* EXERCISE PROMPT:
Count the lines in the entries below that contain the word "wall", and give only that number.

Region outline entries
==================================================
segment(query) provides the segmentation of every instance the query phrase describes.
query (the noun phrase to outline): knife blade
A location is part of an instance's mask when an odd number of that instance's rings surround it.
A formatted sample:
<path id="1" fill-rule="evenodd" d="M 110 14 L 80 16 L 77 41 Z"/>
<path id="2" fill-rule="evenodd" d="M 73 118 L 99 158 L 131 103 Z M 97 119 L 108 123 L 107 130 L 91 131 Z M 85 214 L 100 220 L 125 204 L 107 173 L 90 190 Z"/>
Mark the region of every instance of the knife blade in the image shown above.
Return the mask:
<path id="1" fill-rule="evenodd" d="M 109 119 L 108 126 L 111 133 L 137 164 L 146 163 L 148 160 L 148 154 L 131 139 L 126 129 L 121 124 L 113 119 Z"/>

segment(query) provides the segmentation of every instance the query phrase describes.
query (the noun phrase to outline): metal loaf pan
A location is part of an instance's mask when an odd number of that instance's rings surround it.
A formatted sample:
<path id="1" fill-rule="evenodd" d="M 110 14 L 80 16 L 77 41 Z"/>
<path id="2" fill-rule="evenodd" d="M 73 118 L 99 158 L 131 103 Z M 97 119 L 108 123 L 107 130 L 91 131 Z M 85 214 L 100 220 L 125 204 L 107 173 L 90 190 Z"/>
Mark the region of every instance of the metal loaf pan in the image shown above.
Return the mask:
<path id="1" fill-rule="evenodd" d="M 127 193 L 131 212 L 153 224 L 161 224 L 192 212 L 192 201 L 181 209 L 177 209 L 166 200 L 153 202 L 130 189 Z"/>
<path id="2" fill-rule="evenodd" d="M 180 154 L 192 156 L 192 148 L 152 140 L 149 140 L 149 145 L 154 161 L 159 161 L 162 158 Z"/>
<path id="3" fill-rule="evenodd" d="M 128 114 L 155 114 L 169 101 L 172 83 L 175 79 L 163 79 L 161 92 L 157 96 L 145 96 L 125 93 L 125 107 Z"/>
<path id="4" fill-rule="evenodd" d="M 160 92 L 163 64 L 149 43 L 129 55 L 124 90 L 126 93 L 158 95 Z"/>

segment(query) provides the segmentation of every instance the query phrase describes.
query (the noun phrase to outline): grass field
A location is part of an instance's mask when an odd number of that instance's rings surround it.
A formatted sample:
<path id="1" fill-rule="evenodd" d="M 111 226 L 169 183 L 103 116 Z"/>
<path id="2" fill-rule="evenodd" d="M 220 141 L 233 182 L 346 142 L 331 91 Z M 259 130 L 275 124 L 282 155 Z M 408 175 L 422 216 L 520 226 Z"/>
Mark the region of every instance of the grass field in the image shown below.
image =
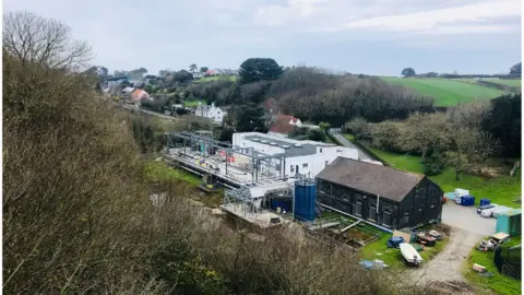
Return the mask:
<path id="1" fill-rule="evenodd" d="M 390 163 L 394 167 L 403 170 L 424 173 L 424 166 L 419 156 L 402 155 L 371 149 L 379 157 Z M 479 176 L 462 175 L 461 180 L 455 180 L 453 168 L 445 168 L 441 175 L 430 176 L 431 180 L 438 184 L 445 192 L 453 191 L 455 188 L 468 189 L 478 204 L 483 198 L 490 199 L 491 202 L 511 208 L 520 208 L 520 203 L 512 202 L 516 196 L 521 196 L 521 174 L 515 176 L 500 176 L 495 179 L 484 179 Z"/>
<path id="2" fill-rule="evenodd" d="M 194 80 L 193 83 L 205 83 L 205 82 L 211 82 L 211 81 L 216 81 L 216 80 L 229 80 L 233 82 L 237 81 L 236 75 L 214 75 L 214 76 L 204 76 L 199 80 Z"/>
<path id="3" fill-rule="evenodd" d="M 513 87 L 522 87 L 522 80 L 502 80 L 502 79 L 499 79 L 499 80 L 495 80 L 495 79 L 488 80 L 488 79 L 487 79 L 486 81 L 491 82 L 491 83 L 497 83 L 497 84 L 513 86 Z"/>
<path id="4" fill-rule="evenodd" d="M 522 237 L 511 237 L 511 240 L 505 246 L 521 245 Z M 472 249 L 468 259 L 464 262 L 464 275 L 466 280 L 481 288 L 489 288 L 497 294 L 521 294 L 521 282 L 510 276 L 500 274 L 493 262 L 495 252 L 481 252 L 475 248 Z M 473 263 L 477 263 L 487 268 L 487 271 L 491 272 L 493 276 L 484 278 L 477 272 L 472 270 Z"/>
<path id="5" fill-rule="evenodd" d="M 500 90 L 450 79 L 403 79 L 396 76 L 382 76 L 381 79 L 393 85 L 412 88 L 420 95 L 433 97 L 434 106 L 453 106 L 475 99 L 490 99 L 504 94 Z"/>

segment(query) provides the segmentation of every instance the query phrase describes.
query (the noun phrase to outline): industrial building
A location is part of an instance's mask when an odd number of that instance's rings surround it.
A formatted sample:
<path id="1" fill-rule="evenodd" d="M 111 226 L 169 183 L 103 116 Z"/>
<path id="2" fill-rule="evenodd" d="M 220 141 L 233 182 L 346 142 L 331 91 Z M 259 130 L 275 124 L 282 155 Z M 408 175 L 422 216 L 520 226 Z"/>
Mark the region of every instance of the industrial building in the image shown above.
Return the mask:
<path id="1" fill-rule="evenodd" d="M 443 191 L 425 175 L 338 157 L 318 176 L 317 201 L 385 229 L 440 222 Z"/>
<path id="2" fill-rule="evenodd" d="M 273 174 L 284 177 L 307 175 L 314 178 L 337 157 L 358 160 L 358 151 L 310 140 L 293 140 L 260 132 L 233 134 L 233 145 L 249 148 L 271 158 Z M 282 160 L 282 161 L 281 161 Z"/>

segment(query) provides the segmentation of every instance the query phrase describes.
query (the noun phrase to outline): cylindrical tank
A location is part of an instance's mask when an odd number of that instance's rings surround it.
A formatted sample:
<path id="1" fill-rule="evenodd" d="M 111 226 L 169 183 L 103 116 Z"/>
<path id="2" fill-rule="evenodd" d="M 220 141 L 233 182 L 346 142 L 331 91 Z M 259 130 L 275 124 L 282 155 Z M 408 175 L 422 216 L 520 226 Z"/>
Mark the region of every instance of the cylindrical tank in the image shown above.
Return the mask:
<path id="1" fill-rule="evenodd" d="M 303 178 L 295 181 L 295 217 L 300 221 L 314 220 L 314 200 L 317 185 L 314 180 Z"/>

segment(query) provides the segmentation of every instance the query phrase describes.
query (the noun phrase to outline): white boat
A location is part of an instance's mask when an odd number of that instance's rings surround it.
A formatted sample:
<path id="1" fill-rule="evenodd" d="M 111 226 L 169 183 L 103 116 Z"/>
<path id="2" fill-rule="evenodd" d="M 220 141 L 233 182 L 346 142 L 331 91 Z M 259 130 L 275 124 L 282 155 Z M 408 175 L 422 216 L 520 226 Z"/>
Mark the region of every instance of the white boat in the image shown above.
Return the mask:
<path id="1" fill-rule="evenodd" d="M 422 262 L 422 258 L 412 245 L 402 243 L 400 248 L 402 256 L 408 263 L 418 266 L 420 262 Z"/>

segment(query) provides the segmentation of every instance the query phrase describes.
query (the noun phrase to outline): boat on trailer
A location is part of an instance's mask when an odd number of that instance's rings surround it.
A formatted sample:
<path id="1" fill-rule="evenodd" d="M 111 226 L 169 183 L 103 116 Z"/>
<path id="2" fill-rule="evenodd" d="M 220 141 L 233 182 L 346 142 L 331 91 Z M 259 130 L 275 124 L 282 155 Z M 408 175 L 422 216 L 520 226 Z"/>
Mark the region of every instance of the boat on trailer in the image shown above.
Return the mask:
<path id="1" fill-rule="evenodd" d="M 418 267 L 422 262 L 422 257 L 418 253 L 418 251 L 409 244 L 402 243 L 400 245 L 401 253 L 406 260 L 408 264 Z"/>

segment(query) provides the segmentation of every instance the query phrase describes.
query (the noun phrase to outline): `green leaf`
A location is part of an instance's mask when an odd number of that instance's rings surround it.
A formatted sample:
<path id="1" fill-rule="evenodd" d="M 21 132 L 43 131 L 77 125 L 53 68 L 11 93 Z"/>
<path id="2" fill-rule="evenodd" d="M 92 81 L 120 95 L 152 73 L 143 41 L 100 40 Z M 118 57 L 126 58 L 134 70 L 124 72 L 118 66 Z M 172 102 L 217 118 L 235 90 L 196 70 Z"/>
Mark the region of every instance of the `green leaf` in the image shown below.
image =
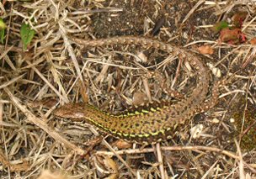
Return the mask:
<path id="1" fill-rule="evenodd" d="M 3 22 L 3 18 L 0 18 L 0 29 L 6 29 L 6 24 Z"/>
<path id="2" fill-rule="evenodd" d="M 28 45 L 30 44 L 35 34 L 35 31 L 34 29 L 31 29 L 29 24 L 26 24 L 24 23 L 22 24 L 20 29 L 20 36 L 23 43 L 23 48 L 24 50 L 27 50 Z"/>

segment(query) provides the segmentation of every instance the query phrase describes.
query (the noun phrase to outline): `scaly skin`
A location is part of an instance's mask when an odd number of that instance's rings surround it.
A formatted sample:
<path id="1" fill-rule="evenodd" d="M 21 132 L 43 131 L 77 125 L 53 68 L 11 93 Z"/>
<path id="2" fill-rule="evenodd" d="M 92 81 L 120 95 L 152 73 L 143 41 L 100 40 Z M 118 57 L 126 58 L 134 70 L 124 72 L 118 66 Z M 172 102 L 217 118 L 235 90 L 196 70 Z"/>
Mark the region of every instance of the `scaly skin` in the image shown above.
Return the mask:
<path id="1" fill-rule="evenodd" d="M 179 55 L 188 61 L 197 71 L 196 87 L 192 92 L 174 103 L 160 103 L 154 107 L 115 115 L 100 111 L 85 103 L 66 104 L 55 111 L 61 118 L 85 120 L 115 137 L 137 143 L 155 143 L 173 137 L 176 131 L 189 124 L 192 117 L 212 107 L 218 97 L 218 84 L 212 87 L 212 96 L 207 102 L 210 71 L 199 56 L 182 48 L 143 37 L 114 37 L 104 39 L 81 40 L 76 43 L 88 46 L 112 45 L 138 45 L 147 48 L 156 48 Z"/>

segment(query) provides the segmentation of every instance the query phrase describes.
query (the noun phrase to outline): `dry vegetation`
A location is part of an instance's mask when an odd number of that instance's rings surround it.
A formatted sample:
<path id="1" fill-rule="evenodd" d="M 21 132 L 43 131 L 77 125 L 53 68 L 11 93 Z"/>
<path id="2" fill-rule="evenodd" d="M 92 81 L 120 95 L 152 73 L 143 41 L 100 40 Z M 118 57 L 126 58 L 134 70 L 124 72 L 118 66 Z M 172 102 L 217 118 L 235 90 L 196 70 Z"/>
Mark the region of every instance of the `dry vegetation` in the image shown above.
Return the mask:
<path id="1" fill-rule="evenodd" d="M 0 46 L 0 178 L 255 178 L 256 48 L 249 43 L 256 34 L 255 3 L 2 1 L 8 29 Z M 220 43 L 211 27 L 230 22 L 238 11 L 248 13 L 242 28 L 246 42 Z M 23 22 L 36 31 L 26 51 L 19 35 Z M 173 82 L 177 61 L 163 51 L 134 45 L 82 49 L 72 40 L 120 35 L 147 36 L 194 51 L 210 45 L 214 53 L 204 61 L 227 79 L 218 104 L 196 115 L 176 138 L 144 148 L 117 144 L 111 136 L 99 139 L 88 124 L 53 116 L 67 103 L 85 101 L 119 112 L 169 99 L 157 79 L 141 77 L 147 71 L 157 70 L 168 87 L 184 93 L 195 85 L 184 66 Z M 190 129 L 196 127 L 192 138 Z M 58 174 L 41 174 L 44 170 Z"/>

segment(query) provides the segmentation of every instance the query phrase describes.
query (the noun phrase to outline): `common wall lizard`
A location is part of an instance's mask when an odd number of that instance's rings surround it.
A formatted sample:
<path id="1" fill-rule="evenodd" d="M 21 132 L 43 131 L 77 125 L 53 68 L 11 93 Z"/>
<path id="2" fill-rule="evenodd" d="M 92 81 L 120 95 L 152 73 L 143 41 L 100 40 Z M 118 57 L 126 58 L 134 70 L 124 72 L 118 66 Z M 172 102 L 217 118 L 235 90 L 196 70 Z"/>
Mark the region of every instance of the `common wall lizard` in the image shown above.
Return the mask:
<path id="1" fill-rule="evenodd" d="M 144 37 L 121 36 L 103 39 L 82 40 L 76 43 L 84 47 L 110 45 L 137 45 L 147 48 L 156 48 L 173 53 L 188 61 L 197 72 L 196 86 L 184 98 L 174 103 L 160 103 L 144 109 L 112 114 L 90 104 L 66 104 L 55 111 L 61 118 L 85 120 L 107 134 L 117 138 L 137 143 L 153 143 L 168 139 L 191 118 L 214 106 L 218 97 L 218 83 L 211 88 L 211 97 L 206 100 L 210 85 L 210 71 L 199 56 L 175 45 Z"/>

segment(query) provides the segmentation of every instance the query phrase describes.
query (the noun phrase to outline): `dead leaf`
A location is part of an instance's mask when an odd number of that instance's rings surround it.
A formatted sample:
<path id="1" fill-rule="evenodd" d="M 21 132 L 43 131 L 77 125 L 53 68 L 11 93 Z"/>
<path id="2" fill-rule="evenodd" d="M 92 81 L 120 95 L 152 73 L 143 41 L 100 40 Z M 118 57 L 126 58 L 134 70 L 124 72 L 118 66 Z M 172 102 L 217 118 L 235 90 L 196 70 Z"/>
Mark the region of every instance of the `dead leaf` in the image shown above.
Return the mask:
<path id="1" fill-rule="evenodd" d="M 118 166 L 115 161 L 107 155 L 97 155 L 94 158 L 94 164 L 97 170 L 104 175 L 108 179 L 115 179 L 119 176 Z"/>
<path id="2" fill-rule="evenodd" d="M 37 179 L 68 179 L 68 177 L 63 174 L 51 172 L 50 171 L 43 171 L 41 175 Z"/>
<path id="3" fill-rule="evenodd" d="M 256 45 L 256 37 L 253 37 L 253 39 L 251 39 L 250 43 L 251 43 L 251 45 Z"/>
<path id="4" fill-rule="evenodd" d="M 245 42 L 246 36 L 238 28 L 233 29 L 224 29 L 221 31 L 220 39 L 221 42 L 234 45 Z"/>
<path id="5" fill-rule="evenodd" d="M 221 29 L 228 28 L 228 24 L 226 21 L 221 21 L 216 23 L 213 27 L 212 30 L 216 34 L 220 32 Z"/>
<path id="6" fill-rule="evenodd" d="M 199 51 L 199 53 L 203 54 L 203 55 L 205 55 L 205 54 L 212 55 L 213 54 L 213 49 L 210 45 L 200 46 L 200 47 L 198 47 L 198 51 Z"/>

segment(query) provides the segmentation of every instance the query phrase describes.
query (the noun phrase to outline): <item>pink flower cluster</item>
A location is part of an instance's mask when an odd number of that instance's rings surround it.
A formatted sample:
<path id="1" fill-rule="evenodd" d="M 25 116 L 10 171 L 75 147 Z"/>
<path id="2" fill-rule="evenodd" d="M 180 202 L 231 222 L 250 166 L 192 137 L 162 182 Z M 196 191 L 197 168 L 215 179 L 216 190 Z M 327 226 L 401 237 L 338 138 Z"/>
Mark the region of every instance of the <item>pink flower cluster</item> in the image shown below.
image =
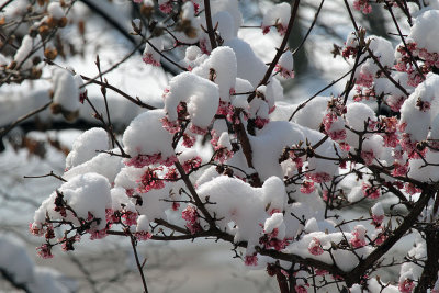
==================================================
* RESULT FOR THIS TASK:
2